**REQUIREMENT**. Copy out the rows below, changing every "Point localization" to "Point marking" and leaving everything else as it is. Omit the pictures.

**ENTRIES**.
★ ★ ★
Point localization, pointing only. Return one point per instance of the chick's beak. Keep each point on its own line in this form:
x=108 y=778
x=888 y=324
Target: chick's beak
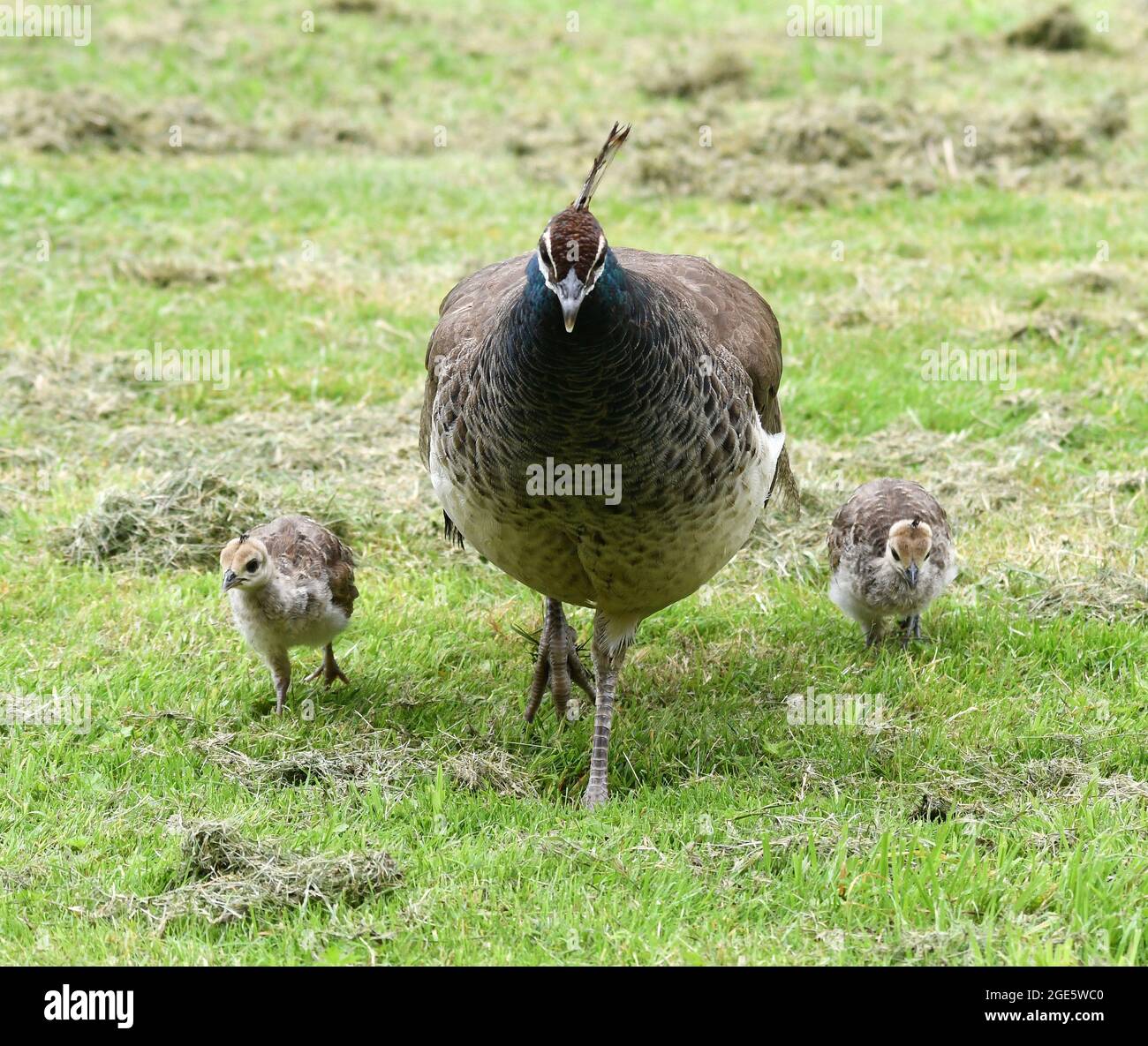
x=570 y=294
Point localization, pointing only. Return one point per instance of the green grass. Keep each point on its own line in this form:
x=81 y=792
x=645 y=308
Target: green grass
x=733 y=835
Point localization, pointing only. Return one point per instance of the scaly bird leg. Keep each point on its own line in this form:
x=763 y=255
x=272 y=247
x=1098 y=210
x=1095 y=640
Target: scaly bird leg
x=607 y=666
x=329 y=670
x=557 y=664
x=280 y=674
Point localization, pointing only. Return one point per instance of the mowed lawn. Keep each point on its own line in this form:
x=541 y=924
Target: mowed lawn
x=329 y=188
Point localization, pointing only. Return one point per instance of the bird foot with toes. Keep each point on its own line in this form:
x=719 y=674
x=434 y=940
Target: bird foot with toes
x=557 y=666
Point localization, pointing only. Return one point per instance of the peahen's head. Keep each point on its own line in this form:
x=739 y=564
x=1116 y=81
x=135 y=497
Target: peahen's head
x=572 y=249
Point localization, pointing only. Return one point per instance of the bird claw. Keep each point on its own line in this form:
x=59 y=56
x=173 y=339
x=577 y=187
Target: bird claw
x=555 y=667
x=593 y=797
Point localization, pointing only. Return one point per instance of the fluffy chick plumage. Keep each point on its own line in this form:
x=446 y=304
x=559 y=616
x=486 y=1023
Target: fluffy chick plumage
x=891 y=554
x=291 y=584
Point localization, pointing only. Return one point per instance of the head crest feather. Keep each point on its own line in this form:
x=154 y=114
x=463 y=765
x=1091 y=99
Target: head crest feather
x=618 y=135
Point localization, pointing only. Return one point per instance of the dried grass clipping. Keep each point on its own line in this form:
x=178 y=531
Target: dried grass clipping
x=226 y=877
★ ★ ★
**SOLUTION**.
Point marking, pointing only. Return one point per instance of the chick's beak. Keep each point on its own line in this form:
x=108 y=778
x=888 y=324
Target: chick's beak
x=570 y=294
Point marking, pointing only. Return one point per instance of the green grass. Keep each point on its own line in this form:
x=81 y=792
x=645 y=308
Target: green grass
x=733 y=835
Point marking, pointing only. Return one point per instance of the scaly bird leg. Keep each point on its own line in this form:
x=763 y=255
x=272 y=247
x=1098 y=210
x=1095 y=640
Target: scaly bird leg
x=607 y=666
x=329 y=670
x=557 y=664
x=280 y=674
Point marking, pointing only. Return one point per instance of the mowed lawn. Keep each point on its own line in this form:
x=541 y=924
Target: mowed lawn
x=329 y=188
Point marking, pointing only. Return one point per instance of the bird foot with toes. Keep each point on its own line in this form:
x=719 y=674
x=434 y=940
Target: bird foot with toes
x=557 y=666
Point marking, pointing only. Return one point per instance of the peahen's head. Keep each point on its own line in this form:
x=739 y=564
x=1116 y=81
x=135 y=497
Target: peahen's head
x=572 y=249
Point marking, pointing only. Return one point per instance of the bird claw. Keep each point on its own line in this form:
x=59 y=56
x=173 y=339
x=577 y=187
Target: bird claw
x=555 y=667
x=593 y=797
Point marking, pointing only. Return one point per instance of the fluffy chick plumage. Keep each point on its own line in this form:
x=446 y=304
x=559 y=616
x=486 y=1023
Target: fluffy chick plumage
x=891 y=554
x=291 y=584
Point marking, pointing only. Return one point per instance of the head crest feather. Keep each point on its own line in this form:
x=154 y=114
x=463 y=765
x=1091 y=99
Target: head crest feather
x=618 y=135
Point marking, pointing only. Return one point per instance of the dried grass clipping. Keep each point on its own line in this form:
x=178 y=531
Target: dried grass clipping
x=226 y=877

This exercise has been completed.